## Problem description
Scan the entries for lines with the word "window" and copy those lines.

____ Material to process

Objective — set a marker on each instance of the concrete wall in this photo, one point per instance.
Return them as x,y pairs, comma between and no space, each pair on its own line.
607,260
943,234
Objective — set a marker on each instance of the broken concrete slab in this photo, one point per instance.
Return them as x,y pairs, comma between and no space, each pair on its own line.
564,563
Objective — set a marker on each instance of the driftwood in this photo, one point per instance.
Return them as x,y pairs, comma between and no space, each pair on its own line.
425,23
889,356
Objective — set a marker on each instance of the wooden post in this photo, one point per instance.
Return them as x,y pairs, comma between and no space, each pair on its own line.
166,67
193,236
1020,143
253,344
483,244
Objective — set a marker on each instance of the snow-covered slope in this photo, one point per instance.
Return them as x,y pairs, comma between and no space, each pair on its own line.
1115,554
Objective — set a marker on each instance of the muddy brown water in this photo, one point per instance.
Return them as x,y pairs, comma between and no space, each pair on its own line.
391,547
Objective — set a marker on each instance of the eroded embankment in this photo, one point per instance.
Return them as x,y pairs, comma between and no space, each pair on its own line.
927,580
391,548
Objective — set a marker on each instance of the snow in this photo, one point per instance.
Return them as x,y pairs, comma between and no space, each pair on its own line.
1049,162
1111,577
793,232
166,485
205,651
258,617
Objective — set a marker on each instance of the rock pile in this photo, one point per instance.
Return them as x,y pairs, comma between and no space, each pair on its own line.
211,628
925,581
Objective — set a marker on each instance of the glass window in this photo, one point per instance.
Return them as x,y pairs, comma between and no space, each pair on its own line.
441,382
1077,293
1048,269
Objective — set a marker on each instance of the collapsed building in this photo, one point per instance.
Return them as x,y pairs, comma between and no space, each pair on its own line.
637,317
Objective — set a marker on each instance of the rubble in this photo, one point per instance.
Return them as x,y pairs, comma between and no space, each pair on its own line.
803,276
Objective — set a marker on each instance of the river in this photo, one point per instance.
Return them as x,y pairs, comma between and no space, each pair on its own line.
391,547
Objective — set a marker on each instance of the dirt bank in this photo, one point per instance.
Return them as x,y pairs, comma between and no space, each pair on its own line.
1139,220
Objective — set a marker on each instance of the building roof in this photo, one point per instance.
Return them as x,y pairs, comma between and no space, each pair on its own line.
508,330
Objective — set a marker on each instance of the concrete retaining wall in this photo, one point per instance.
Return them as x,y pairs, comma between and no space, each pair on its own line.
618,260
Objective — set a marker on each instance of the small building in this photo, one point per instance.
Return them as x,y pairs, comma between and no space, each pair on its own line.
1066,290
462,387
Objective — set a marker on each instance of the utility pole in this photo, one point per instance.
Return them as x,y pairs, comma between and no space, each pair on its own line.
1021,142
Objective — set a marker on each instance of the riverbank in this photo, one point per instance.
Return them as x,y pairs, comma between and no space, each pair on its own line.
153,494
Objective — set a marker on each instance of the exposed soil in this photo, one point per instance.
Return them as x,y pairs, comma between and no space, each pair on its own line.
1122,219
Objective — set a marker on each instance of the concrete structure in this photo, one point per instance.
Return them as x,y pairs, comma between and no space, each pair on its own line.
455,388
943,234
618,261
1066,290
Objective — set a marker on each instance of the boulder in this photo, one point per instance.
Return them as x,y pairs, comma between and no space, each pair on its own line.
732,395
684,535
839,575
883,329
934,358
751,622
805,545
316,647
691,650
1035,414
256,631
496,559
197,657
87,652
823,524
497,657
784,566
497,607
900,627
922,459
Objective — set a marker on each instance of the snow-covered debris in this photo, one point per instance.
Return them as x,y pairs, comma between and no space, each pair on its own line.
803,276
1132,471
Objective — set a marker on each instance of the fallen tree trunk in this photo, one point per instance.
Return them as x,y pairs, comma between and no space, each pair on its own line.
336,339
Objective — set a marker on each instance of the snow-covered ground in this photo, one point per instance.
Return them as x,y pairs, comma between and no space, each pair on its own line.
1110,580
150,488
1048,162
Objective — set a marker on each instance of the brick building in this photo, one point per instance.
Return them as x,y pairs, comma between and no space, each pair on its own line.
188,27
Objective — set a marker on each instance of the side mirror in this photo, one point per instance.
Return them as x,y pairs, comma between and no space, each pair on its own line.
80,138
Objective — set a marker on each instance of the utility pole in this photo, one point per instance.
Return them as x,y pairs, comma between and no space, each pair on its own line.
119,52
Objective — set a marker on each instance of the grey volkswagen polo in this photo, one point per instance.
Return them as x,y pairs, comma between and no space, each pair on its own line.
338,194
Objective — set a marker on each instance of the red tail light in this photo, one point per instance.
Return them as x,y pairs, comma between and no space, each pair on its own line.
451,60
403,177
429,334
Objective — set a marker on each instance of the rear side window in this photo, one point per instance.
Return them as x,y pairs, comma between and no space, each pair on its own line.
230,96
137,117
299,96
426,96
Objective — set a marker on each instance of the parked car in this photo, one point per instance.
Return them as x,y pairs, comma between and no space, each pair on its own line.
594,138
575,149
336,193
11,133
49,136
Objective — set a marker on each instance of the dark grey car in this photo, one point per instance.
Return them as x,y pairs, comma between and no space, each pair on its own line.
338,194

________
____ Material to process

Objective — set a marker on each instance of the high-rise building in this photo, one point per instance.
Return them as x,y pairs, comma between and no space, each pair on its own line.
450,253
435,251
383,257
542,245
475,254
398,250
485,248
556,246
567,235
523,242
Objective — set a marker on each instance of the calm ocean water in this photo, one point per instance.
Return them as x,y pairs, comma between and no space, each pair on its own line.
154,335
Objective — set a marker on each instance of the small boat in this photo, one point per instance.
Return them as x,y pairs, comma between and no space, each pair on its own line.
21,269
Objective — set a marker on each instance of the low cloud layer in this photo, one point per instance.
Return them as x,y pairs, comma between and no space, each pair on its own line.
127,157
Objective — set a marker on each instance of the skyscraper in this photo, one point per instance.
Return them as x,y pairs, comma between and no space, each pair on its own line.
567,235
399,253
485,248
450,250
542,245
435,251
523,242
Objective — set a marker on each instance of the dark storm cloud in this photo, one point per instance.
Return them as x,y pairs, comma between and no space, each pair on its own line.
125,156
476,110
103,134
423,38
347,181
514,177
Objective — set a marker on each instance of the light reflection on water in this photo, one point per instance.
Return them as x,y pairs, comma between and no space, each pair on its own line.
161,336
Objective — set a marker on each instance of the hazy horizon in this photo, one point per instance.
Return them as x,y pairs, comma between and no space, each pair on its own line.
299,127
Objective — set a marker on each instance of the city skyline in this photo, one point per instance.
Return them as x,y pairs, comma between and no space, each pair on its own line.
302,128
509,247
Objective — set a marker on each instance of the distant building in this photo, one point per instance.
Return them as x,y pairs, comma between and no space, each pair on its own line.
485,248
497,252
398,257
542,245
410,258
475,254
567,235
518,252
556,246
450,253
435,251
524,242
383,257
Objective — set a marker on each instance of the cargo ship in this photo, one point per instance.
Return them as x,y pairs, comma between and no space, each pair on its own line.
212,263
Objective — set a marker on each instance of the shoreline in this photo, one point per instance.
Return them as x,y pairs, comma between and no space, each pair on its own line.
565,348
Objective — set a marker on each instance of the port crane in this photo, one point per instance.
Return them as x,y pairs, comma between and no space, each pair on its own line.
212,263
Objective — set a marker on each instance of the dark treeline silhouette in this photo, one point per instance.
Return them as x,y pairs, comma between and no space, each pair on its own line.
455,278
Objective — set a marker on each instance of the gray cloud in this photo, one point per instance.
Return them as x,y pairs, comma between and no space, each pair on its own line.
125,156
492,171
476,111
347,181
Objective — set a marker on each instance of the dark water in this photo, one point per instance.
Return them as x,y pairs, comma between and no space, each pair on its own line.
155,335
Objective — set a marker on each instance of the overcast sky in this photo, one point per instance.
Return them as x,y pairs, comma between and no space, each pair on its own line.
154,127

________

## Reply to the exercise
Objective — set a marker on each instance of the glass window in this photo, one point per instance.
Objective — set a marker on each instance of the rear side window in this photo, one point per instance.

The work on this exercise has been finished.